Renommez « Answer » en « Output » dans toutes les lignes ci-dessous, sans rien modifier d'autre.

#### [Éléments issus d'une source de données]
+---+

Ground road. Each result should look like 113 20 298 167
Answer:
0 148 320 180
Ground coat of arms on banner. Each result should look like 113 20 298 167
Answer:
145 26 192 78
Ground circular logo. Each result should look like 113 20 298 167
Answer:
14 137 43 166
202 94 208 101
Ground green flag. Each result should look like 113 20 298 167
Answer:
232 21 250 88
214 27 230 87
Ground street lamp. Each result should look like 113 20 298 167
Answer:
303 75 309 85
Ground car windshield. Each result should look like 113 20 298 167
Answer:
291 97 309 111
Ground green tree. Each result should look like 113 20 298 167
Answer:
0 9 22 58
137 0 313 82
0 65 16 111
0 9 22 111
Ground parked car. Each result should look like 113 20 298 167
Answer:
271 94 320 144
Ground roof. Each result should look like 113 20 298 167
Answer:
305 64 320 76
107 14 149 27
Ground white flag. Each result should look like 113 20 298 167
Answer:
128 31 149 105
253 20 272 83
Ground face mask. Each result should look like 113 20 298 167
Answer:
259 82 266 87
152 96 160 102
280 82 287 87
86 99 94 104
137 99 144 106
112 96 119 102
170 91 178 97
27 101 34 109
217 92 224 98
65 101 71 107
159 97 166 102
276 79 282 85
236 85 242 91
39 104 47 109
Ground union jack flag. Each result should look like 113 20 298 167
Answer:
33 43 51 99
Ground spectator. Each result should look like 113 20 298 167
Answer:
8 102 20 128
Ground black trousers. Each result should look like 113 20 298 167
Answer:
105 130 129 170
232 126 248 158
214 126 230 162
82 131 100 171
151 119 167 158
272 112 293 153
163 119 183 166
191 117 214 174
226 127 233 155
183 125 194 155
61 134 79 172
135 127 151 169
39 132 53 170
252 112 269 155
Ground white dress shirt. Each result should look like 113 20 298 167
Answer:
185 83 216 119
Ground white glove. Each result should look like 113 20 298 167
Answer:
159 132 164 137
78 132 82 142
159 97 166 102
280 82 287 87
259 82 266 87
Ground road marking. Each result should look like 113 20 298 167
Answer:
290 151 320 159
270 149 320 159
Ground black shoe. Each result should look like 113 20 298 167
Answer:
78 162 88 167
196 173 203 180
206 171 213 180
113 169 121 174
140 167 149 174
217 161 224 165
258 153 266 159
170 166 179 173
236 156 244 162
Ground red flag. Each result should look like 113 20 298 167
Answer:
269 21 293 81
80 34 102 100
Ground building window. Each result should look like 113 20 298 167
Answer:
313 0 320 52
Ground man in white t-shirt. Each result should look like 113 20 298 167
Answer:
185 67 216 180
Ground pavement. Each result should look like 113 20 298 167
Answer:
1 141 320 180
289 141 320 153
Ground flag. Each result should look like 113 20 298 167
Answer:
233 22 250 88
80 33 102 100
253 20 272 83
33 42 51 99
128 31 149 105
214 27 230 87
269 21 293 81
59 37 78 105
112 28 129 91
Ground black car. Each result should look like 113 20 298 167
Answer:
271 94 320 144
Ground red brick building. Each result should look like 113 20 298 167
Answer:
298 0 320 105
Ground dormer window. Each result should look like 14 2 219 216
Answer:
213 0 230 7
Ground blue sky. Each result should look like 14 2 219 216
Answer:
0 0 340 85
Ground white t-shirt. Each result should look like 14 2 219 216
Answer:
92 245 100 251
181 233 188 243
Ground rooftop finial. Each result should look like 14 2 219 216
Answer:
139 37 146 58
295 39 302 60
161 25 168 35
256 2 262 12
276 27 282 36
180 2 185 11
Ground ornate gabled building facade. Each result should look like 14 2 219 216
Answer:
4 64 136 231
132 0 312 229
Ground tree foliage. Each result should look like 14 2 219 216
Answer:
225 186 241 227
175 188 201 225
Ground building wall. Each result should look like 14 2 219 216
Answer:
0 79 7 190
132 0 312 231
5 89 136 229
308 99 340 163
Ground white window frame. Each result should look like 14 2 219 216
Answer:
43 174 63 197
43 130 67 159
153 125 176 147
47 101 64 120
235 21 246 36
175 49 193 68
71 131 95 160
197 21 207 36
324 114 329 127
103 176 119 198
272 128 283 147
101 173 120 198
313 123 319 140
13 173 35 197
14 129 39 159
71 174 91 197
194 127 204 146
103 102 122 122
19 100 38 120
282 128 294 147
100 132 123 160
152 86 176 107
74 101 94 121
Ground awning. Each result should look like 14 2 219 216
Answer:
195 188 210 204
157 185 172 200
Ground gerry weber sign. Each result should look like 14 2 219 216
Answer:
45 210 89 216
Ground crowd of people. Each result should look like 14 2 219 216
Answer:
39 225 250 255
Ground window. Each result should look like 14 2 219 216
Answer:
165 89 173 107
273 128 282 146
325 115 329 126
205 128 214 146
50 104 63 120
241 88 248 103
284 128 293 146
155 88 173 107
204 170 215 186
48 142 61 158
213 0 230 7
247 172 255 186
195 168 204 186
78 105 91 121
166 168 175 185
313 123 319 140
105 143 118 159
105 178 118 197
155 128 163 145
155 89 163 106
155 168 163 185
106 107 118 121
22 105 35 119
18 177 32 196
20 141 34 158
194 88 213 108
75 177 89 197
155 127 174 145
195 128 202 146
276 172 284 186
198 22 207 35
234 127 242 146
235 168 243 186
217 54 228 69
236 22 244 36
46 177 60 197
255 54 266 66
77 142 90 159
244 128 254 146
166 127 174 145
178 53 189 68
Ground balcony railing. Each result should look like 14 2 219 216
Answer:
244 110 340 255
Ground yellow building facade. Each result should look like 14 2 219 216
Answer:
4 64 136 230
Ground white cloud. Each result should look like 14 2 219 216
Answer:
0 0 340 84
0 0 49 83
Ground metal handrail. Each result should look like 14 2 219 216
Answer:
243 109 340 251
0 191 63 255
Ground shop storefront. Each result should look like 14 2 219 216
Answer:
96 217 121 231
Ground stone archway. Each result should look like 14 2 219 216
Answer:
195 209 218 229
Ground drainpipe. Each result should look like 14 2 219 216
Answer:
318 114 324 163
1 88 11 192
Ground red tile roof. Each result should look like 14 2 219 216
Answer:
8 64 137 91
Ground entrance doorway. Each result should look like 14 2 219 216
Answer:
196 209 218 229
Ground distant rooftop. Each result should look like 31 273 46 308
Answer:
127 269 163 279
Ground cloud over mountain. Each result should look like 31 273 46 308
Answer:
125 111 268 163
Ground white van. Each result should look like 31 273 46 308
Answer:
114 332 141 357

+---+

#### [Sortie]
Ground road. Each result should look like 113 20 298 167
Output:
0 148 320 180
Ground coat of arms on banner. Each result should look like 113 20 298 167
Output:
145 26 192 78
Ground circular logo. Each result should look like 113 20 298 167
Output:
14 137 43 166
202 94 208 101
Ground green flag. Each result should look like 113 20 298 167
Output:
232 21 250 88
214 27 230 87
Ground street lamp. Each result should look like 113 20 298 167
Output:
303 75 309 85
Ground car windshield. Each result should look like 113 20 298 167
Output:
291 97 309 111
Ground green tree. Each result should look like 113 20 298 167
Output:
0 9 22 58
137 0 313 82
0 65 16 111
0 9 22 111
Ground parked car. Each result should look like 113 20 298 167
Output:
271 94 320 144
Ground roof. Each result should look like 113 20 298 167
Output:
305 64 320 76
107 14 149 27
Ground white flag. Each result should look like 113 20 298 167
Output:
128 31 149 105
253 20 272 83
Ground face mask. Each result should look like 113 20 298 167
Output:
259 82 266 87
152 96 160 102
280 82 287 87
86 99 94 104
137 99 144 106
112 96 119 102
170 91 178 97
27 101 34 109
217 92 224 98
65 101 71 107
159 97 166 102
276 79 282 85
236 85 242 91
39 104 47 109
Ground union jack flag. Each result should look like 113 20 298 167
Output:
33 43 51 99
Ground spectator. Each result should look like 113 20 298 167
Output:
8 102 20 128
Ground black trousers. Each result should look like 113 20 298 167
Output:
105 130 129 170
232 126 248 158
214 126 230 162
82 131 100 171
151 119 167 158
272 112 293 153
163 119 183 166
191 117 214 174
226 127 233 155
183 125 194 155
61 134 79 172
135 127 151 169
39 132 53 170
252 112 269 155
Ground white dress shirt. Each result should look like 113 20 298 167
Output:
185 83 216 119
Ground white glove. Each result should look like 113 20 298 167
Output:
159 132 164 137
78 132 82 142
159 97 166 102
280 82 287 87
259 82 266 87
Ground road marking. Each result should look like 113 20 298 167
Output:
290 151 320 159
270 149 320 159
Ground black shoe. Each result should look like 113 20 298 167
Output:
78 162 88 167
196 173 203 180
206 171 213 180
113 169 121 174
140 167 149 174
217 161 224 165
258 153 266 159
170 166 179 173
236 156 244 162
Ground red flag. Each result should look like 113 20 298 167
Output:
269 21 293 81
80 34 102 100
Ground building window. Each result should look like 113 20 298 167
Output:
313 0 320 52
Ground man in white t-shirt. Each result should look like 113 20 298 167
Output:
185 67 216 180
Ground pavement. Each result should look like 113 20 298 167
Output:
1 141 320 180
289 141 320 153
Ground flag. Each result should look like 113 20 298 167
Output:
233 22 250 88
80 33 102 100
253 20 272 83
33 42 51 99
128 31 149 105
214 27 230 87
269 21 293 81
59 37 78 105
112 28 129 91
Ground black car. Each result should look like 113 20 298 167
Output:
271 94 320 144
Ground red brick building. Each result should look like 113 20 298 167
Output:
298 0 320 105
Ground dormer window. Each result should look like 14 2 219 216
Output:
213 0 230 7
Ground blue sky. Each result should look like 14 2 219 216
Output:
0 0 340 85
Ground white t-shirt. Each result should look like 14 2 219 216
Output:
92 245 100 251
181 233 188 243
Ground rooftop finial. Each result should look like 14 2 219 216
Output:
139 37 146 58
295 39 302 60
161 25 168 35
256 2 262 12
276 27 282 36
180 2 185 11
Ground ornate gabled building facade. Each result should look like 14 2 219 216
Output:
4 64 136 231
132 0 312 229
Ground tree foliage. Each result should look like 14 2 219 216
Output:
225 186 241 227
175 188 201 225
Ground building wall. Each result should look like 14 2 219 216
Output:
0 79 7 190
132 0 312 231
5 89 136 229
308 99 340 163
Ground white window frame. Each result should look like 14 2 219 216
Output:
43 174 63 197
43 130 67 159
153 125 176 147
47 101 64 120
235 21 246 36
175 49 193 68
71 131 95 160
197 21 207 36
324 114 329 127
103 176 119 198
272 128 283 147
101 173 120 198
313 123 319 140
13 173 35 197
14 129 39 159
71 174 91 197
194 127 204 146
103 102 122 122
19 100 38 120
282 128 294 147
100 132 123 160
152 86 176 107
74 101 94 121
Ground awning. Each result should look like 14 2 219 216
Output:
195 188 210 204
157 185 172 200
Ground gerry weber sign. Each result should look like 14 2 219 216
Output:
45 210 89 216
Ground crowd of people. Each result should look like 14 2 219 216
Output:
39 225 250 255
Ground window. Each result should look like 14 2 219 216
Output:
165 89 173 107
273 128 282 146
325 115 329 126
205 128 214 146
50 104 63 120
241 88 248 103
284 128 293 146
155 88 173 107
204 170 215 186
48 142 61 158
213 0 230 7
247 172 255 186
195 168 204 186
78 105 91 121
166 168 175 185
313 123 319 140
105 143 118 159
105 178 118 197
155 128 163 145
155 89 163 106
155 168 163 185
106 107 118 121
22 105 35 119
18 177 32 196
20 141 34 158
194 88 213 108
75 177 89 197
155 127 174 145
195 128 202 146
276 172 284 186
198 22 207 35
234 127 242 146
235 168 243 186
217 54 228 69
236 22 244 36
46 177 60 197
255 54 266 66
77 142 90 159
244 128 254 146
166 127 174 145
178 53 189 68
Ground balcony railing. Each result should look like 14 2 219 216
Output:
244 110 340 255
Ground yellow building facade. Each result should look like 14 2 219 216
Output:
4 64 136 230
Ground white cloud. Each result should look like 14 2 219 216
Output:
0 0 340 84
0 0 49 83
Ground metal handrail. Each result should look like 14 2 219 216
Output:
243 109 340 251
0 191 63 255
Ground shop storefront. Each result should look like 14 2 219 216
Output:
96 217 121 231
Ground stone archway. Each result should look like 14 2 219 216
Output:
195 209 218 229
Ground drainpipe. Each result should look like 14 2 219 216
Output:
318 114 324 163
1 88 11 192
Ground red tile roof. Each result should look like 14 2 219 216
Output:
8 64 137 91
Ground entrance doorway. Each result should look like 14 2 219 216
Output:
196 209 218 229
Ground distant rooftop. Each result should look like 31 273 46 308
Output:
127 269 163 279
Ground cloud over mountain. Each result should look like 31 273 46 308
Output:
125 111 268 163
Ground white van. Each result should look like 31 273 46 308
Output:
114 332 141 357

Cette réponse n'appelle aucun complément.